## REQUIRED TASK 1
In the Docker and Spark setup text, what does the "." in the docker build command set?
## REQUIRED TASK 2
Carry on the Docker and Spark setup text below, starting right after its last sentence.

--- START EXTRACT ---

Lightweight: Containers leverage and share the host kernel.

Interchangeable: You can deploy updates and upgrades on-the-fly.

Portable: You can build locally, deploy to the cloud, and run anywhere.

Scalable: You can increase and automatically distribute container replicas.

Stackable: You can stack services vertically and on-the-fly.

For this course, we use Docker primarily to ensure every student is using the exact same platform for their applications, and to avoid certain platform-specific issues and peculiarities.

A basic understanding of some Docker concepts helps in getting started with this course. Part 1: Orientation and setup of the Get Started Guide covers the basic Docker concepts used in this course.

Before trying the lab assignments and tutorials in the next sections, make sure you Install Docker (stable) and test your installation by running the simple Hello World image.

docker run hello-world

Setting up Spark in Docker

In order to run Spark in a container, a Dockerfile is provided which can be used to build images for spark-submit to run your Spark application, spark-shell to run a Spark interactive shell, and the Spark history server to view event logs from application runs. You need to build these images before you get started. The Dockerfiles we provide assume that you run Docker from the folder at which they are located. Don’t move them around! They will stop working.

To build a docker image from the Dockerfile, we use docker build:

docker build --target <target> -t <tag> .

Here <target> selects the target from the Dockerfile, <tag> sets the tag for the resulting image, and the . sets the build context to the current working directory.

--- END EXTRACT ---
--- START GIVEN ENTRIES ---

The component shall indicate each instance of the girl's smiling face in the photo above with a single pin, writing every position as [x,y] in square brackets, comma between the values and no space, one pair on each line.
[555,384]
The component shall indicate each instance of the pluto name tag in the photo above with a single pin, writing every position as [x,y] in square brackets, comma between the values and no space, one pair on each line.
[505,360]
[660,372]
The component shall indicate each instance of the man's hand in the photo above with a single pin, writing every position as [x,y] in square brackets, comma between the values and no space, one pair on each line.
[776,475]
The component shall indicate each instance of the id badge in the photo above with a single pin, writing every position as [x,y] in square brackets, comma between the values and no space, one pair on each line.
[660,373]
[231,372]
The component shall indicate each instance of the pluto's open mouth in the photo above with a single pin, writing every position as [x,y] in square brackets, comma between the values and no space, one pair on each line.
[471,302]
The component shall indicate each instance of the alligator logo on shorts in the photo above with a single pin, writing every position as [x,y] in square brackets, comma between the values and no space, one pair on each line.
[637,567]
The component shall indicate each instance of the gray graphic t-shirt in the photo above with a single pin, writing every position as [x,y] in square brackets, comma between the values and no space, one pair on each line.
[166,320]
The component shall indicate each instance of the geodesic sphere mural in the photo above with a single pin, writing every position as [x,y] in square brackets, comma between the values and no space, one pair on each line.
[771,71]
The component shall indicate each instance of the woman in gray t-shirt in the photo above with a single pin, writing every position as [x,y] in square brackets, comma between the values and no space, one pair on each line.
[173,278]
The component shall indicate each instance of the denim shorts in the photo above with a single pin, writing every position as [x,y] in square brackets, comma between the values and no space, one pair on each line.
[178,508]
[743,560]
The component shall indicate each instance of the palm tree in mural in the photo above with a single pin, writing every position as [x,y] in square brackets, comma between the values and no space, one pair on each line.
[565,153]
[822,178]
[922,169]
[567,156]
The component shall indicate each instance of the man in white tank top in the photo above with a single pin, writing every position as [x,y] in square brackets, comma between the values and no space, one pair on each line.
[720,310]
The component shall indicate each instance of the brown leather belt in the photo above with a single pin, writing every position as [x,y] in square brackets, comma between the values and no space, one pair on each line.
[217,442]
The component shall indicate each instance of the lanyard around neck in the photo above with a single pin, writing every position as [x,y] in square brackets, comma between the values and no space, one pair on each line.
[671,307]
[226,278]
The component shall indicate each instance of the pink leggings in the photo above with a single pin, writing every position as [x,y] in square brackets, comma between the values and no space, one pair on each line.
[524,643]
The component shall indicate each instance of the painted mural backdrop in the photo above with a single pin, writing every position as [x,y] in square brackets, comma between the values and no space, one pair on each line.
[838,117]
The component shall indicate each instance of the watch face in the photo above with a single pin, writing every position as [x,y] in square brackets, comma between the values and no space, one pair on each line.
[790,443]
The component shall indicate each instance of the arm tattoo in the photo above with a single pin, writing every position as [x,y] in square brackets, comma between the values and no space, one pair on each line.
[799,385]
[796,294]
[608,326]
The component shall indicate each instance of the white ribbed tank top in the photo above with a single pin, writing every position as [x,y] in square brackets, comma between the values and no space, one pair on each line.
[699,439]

--- END GIVEN ENTRIES ---

## EXERCISE ANSWER 1
It sets the build context to the current working directory.

## EXERCISE ANSWER 2
We use docker build to build the images we need to use Spark and SBT.

sbt[1]

docker build \
--build-arg BASE_IMAGE_TAG="8" \
--build-arg SBT_VERSION="1.2.8" \
--build-arg SCALA_VERSION="2.11.12" \
-t hseeberger/scala-sbt \
github.com/hseeberger/scala-sbt.git#:debian

spark-shell

docker build --target spark-shell -t spark-shell .

spark-submit

docker build --target spark-submit -t spark-submit .

spark-history-server

docker build --target spark-history-server -t spark-history-server .

You can then run the following commands from the Spark application root (the folder containing the build.sbt file). Please make sure to use the provided template project.

Run SBT to package or test your application (sbt <command>)

docker run -it --rm -v "`pwd`":/root hseeberger/scala-sbt sbt

Start a Spark shell (spark-shell)

docker run -it --rm -v "`pwd`":/io spark-shell

Run your Spark application (spark-submit) (fill in the class name of your application and the name of your project!)

docker run -it --rm -v "`pwd`":/io -v "`pwd`"/spark-events:/spark-events \
spark-submit --class <YOUR_CLASSNAME> \
target/scala-2.11/<YOUR_PROJECT_NAME>_2.11-1.0.jar

Spawn the history server to view event logs, accessible at localhost:18080

docker run -it --rm -v "`pwd`"/spark-events:/spark-events \
-p 18080:18080 spark-history-server

The rest of the manual will not generally mention these Docker commands again, so know that if we mention e.g. spark-shell, you should run the corresponding docker run command listed above. You can create scripts or aliases for your favorite shell to avoid having to type a lot.

Scala

Apache Spark, our big data framework of choice for this lab, is implemented in Scala, a compiled language on the JVM that supports a mix between functional and object-oriented programming. It is compatible with Java libraries. Some reasons why Spark was written in Scala are:

Compiling to the JVM makes the codebase extremely portable and deploying applications as easy as sending the Java bytecode (typically packaged in a Java ARchive format, or JAR). This simplifies deploying to cloud provider big data platforms as we don’t need specific knowledge of the operating system, or even the underlying architecture.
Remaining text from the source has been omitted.